* **Task**
Copy each line of the records below that has "stripe" in it.

* **Stored data**
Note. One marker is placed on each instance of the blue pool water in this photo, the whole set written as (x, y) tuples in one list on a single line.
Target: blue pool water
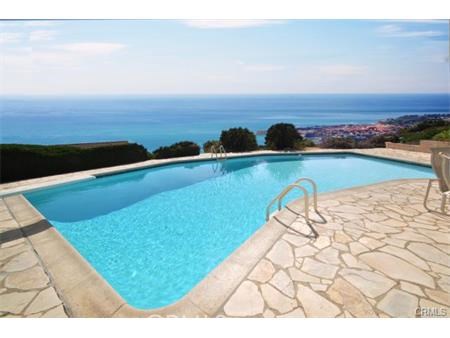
[(154, 234)]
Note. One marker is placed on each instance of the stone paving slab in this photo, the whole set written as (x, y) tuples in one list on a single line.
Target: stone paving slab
[(358, 267), (380, 253), (25, 287)]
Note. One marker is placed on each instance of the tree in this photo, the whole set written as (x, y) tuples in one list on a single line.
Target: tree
[(180, 149), (238, 140), (282, 136), (338, 143), (211, 143)]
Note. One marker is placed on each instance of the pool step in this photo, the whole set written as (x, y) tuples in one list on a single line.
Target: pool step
[(297, 184)]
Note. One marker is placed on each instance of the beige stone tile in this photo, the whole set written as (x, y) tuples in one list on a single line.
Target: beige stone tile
[(396, 268), (276, 300), (281, 254), (15, 302), (316, 305), (263, 271), (399, 304), (283, 283), (318, 269), (369, 283), (350, 298), (34, 278), (245, 302), (45, 300)]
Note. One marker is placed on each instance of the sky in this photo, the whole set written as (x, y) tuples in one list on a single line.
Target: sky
[(153, 57)]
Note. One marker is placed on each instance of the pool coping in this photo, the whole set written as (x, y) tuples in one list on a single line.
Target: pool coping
[(85, 293), (36, 184)]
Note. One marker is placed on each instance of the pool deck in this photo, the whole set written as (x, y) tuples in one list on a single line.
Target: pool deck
[(379, 254)]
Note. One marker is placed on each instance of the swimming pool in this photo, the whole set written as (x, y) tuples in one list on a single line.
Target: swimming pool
[(154, 234)]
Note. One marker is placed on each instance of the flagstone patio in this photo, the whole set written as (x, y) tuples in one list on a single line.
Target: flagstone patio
[(379, 253)]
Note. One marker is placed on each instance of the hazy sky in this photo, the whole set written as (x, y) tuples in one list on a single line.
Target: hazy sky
[(247, 56)]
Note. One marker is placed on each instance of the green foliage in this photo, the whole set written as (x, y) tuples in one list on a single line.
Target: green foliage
[(282, 136), (211, 143), (443, 136), (302, 144), (338, 143), (238, 140), (425, 130), (24, 161), (378, 141), (179, 149)]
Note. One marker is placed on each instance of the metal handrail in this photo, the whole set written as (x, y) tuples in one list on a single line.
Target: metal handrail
[(314, 186), (285, 191)]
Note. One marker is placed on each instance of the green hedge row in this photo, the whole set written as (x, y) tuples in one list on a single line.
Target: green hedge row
[(179, 149), (22, 161)]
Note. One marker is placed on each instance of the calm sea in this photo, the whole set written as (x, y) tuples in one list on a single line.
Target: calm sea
[(155, 121)]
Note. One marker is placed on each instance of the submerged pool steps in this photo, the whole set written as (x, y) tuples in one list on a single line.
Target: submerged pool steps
[(219, 154), (297, 184)]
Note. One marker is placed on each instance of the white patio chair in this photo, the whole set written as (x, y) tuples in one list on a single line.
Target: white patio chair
[(440, 161)]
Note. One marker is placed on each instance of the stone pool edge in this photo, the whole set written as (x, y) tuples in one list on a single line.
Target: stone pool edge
[(85, 293), (25, 186)]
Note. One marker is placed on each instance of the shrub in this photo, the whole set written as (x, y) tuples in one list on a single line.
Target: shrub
[(211, 143), (425, 130), (238, 140), (442, 136), (378, 141), (180, 149), (300, 145), (338, 143), (24, 161), (282, 136)]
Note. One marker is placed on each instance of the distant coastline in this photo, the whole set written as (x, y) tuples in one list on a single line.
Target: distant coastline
[(159, 121), (363, 131)]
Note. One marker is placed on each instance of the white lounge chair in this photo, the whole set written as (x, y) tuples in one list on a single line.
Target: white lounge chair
[(440, 161)]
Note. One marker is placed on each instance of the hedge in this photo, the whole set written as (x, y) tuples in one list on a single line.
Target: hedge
[(238, 140), (179, 149), (24, 161), (282, 136)]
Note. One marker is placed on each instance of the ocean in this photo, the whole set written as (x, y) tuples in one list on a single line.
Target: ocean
[(154, 121)]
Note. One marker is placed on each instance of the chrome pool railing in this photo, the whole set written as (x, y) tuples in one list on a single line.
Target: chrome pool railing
[(219, 153), (297, 184)]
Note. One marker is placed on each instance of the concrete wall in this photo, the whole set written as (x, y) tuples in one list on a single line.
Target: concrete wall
[(96, 144), (424, 146)]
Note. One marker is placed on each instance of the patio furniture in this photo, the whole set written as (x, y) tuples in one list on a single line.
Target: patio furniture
[(440, 161)]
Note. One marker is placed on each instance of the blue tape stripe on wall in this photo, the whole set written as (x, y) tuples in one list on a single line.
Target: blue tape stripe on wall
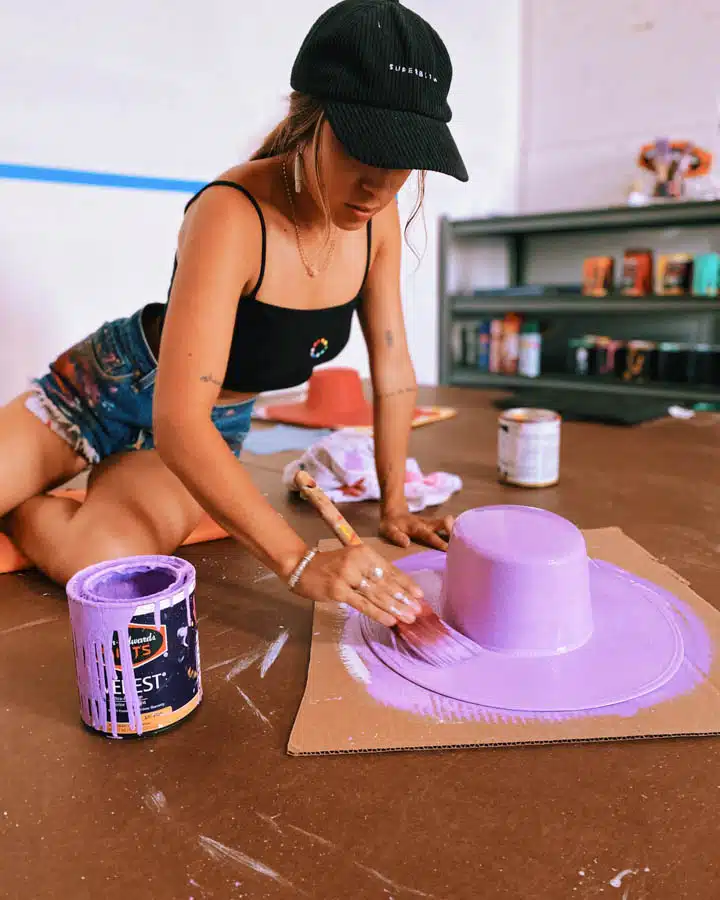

* **Answer to the exercise**
Note. One marker is placed on each instance of the blue tape stripe on wall in this photo, the whole set written as (x, y) tuples in one list on a single line.
Target: blue tape stripe on wall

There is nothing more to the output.